◆ Enunciado 1:
Según el texto sobre Van Gogh, ¿a qué hora del día corresponde el sol cuya tórrida verdad hay en sus cuadros?
◆ Enunciado 2:
Escribe la continuación del texto sobre Van Gogh a partir de su última oración.

6.

145 7 0
                                    

Qué fácil parece escribir así. 

¡Y bien! Probadlo entonces, y decidme si no siendo el autor de una tela de Van Gogh, podríais describirla tan simplemente, sucintamente, objetivamente, durablemente, válidamente, sólidamente, opacamente, masivamente, auténticamente y milagrosamente, como en esa breve carta suya. 
(Pues el criterio del punzón separador no depende de la amplitud ni del crispamiento sino del mero vigor personal del puño). 
Por lo tanto, no describiré un cuadro de Van Gogh después de haberlo hecho él, pero diré que Van Gogh es pintor porque recolectó la naturaleza, porque la retranspiró y la hizo sudar, porque salpicó sus telas, en haces, en monumentales gavillas de color, la secular trituración de elementos, la terrible presión elemental de apóstrofes, estrías, vírgulas, barras que, después de él nadie podrá discutir que formen parte del aspecto natural de las cosas. 
Y la barrera de cuantos codeos reprimidos, choques oculares tomados del natural, parpadeos tomados del tema, corrientes luminosas de las fuerzas que trabajan la realidad, han tenido que derribar antes de ser por fin contenidos y como izados hasta la tela y aceptados. 

No hay fantasmas en los cuadros de Van Gogh, ni visiones ni alucinaciones. 
Sólo la tórrida verdad de un sol de las dos de la tarde. 
Una lenta pesadilla genésica poco a poco elucidada. 
Sin pesadilla y sin afectos. 
Pero allí está el sufrimiento prenatal. 
Es el ilustre húmedo de un pasto, del tallo en un plano de trigo que está allí listo para la extradición. 
Y del que la naturaleza un día rendirá cuentas. 
Como también la sociedad rendirá cuentas de su muerte prematura. 

Un plano de trigo inclinado bajo el viento, por encima del cual las alas de un solo pájaro dispuesto en vírgula; qué pintor que no fuera estrictamente pintor, podría haber tenido la audacia de Van Gogh de dedicarse a un motivo de tan desarmante simplicidad. 
No, no hay fantasmas en los cuadros de Van Gogh, no hay ni drama ni sujeto y yo diría que ni siquiera objeto, pues el motivo mismo, ¿qué es? 
A no ser algo así como la sombra de hierro del motete de una indescriptible música antigua, algo como el leit-motiv de un tema que desespera de su propio asunto. 
Es naturaleza pura y desnuda, vista tal como se revela cuando uno sabe aproximársele al máximo. 
Testimonio de ello ese paisaje de oro fundido, de bronce cocido en el antiguo Egipto, donde un enorme sol se apoya sobre techos tan abrumados por la luz que se encuentran como en estado de descomposición. 
Y no conozco ninguna pintura apocalíptica, jeroglífica, fantasmagórica o patética que me transmita esa sensación de secreta extrañeza, de cadáver de un hermetismo inútil, que entrega con la cabeza abierta sobre el madero de la ejecución, su secreto.

◆ Datos proporcionados:
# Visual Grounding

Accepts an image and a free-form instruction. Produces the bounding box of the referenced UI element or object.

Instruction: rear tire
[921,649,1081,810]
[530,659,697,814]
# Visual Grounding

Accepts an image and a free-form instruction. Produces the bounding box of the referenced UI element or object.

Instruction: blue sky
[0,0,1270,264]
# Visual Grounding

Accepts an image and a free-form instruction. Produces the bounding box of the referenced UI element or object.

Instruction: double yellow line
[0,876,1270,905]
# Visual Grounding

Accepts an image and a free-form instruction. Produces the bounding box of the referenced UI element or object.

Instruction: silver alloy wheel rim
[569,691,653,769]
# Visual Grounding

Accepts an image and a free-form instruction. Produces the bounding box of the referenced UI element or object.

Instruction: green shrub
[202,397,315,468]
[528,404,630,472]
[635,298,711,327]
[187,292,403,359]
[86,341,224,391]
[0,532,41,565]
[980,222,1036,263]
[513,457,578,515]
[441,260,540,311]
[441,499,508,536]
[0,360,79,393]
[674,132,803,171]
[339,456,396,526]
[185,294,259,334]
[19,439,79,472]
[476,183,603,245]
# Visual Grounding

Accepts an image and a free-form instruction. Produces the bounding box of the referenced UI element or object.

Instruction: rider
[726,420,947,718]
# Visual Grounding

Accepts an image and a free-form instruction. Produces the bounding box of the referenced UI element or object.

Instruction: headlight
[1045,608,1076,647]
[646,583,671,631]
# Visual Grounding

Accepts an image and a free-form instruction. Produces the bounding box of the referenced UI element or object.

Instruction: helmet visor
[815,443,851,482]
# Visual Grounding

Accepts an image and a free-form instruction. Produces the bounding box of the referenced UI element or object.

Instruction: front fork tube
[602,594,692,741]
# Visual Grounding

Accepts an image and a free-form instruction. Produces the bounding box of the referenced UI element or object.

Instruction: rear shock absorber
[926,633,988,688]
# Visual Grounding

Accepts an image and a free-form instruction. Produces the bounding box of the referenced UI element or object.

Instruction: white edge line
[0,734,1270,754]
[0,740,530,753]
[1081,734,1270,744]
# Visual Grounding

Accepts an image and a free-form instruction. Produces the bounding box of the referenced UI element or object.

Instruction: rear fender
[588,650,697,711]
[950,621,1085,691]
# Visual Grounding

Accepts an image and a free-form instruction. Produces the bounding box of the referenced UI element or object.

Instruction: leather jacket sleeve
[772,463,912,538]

◆ Respuesta correcta 1:
A las dos de la tarde.

◆ Respuesta correcta 2:
Al decir esto no pienso en el "Tío Tranquilo", ni en esa funambulesca avenida de otoño donde pasa, en último término, un viejo encorvado con un paraguas colgado de la manga como el gancho de un trapero. 
Vuelvo a pensar en los cuervos con alas de un negro de trufas lustrosas. 
Vuelvo a pensar en el campo de trigo: espigas y más espigas, y no hay más que decir, con algunas pequeñas cabezas de amapolas discretamente sombreadas adelante, acre y nerviosamente aplicadas allí, raleadas, deliberada y furiosamente punteadas y desgarradas. 
Sólo la vida puede ofrecer similares denudaciones epidérmicas que hablan bajo una camisa desabrochada; y no se sabe porqué la mirada se inclina a la izquierda más que a la derecha, hacia el montículo de carne rizada. 
Pero el hecho es que es así. 
Pero el hecho es que está hecho así. 
Su dormitorio también oculto, tan adorablemente campesino e impregnado como de un olor capaz de encurtir los trigos que se ven estremecerse en el paisaje, a lo lejos, detrás de la ventana que los ocultaría. 
También campesino, el color del viejo edredón, de un rojo de mejillones, de mújol del Mediterráneo, de un rojo de pimiento chamuscado. 
Y es ciertamente culpa de Van Gogh que el color del edredón de su lecho alcanzara ese grado de realidad, y no conozco al tejedor capaz de transplantar con indescriptible tinte del modo como Van Gogh supo trasladar, desde lo profundo de su cerebro hasta la tela, el rojo de ese indescriptible revestimiento. 
Y no sé cuántos curas criminales que sueñan con la cabeza de su así llamado Espíritu Santo, en el oro ocre, el azul infinito de unos vitrales a su mozuela "María", han sabido aislar en el aire, extraer de los nichos sarcásticos del aire esos colores a lo que salga, que son todo un acontecimiento, y donde cada pincelada de Van Gogh sobre la tela es peor que un acontecimiento. 
Hay momentos en que impresiona como una habitación bastante prolija, pero con un toque balsámico o un aroma que ningún benedictino podría volver a descubrir para lograr el punto ideal de sus licores salutíferos. 
(Esta habitación hace pensar en la "Gran Obra" con su muro blanco de perlas claras, del cual pende una toalla rugosa como un viejo amuleto campesino intocable pero reconfortante.) 
En otros momentos impresiona como una simple parva aplastada por un enorme sol.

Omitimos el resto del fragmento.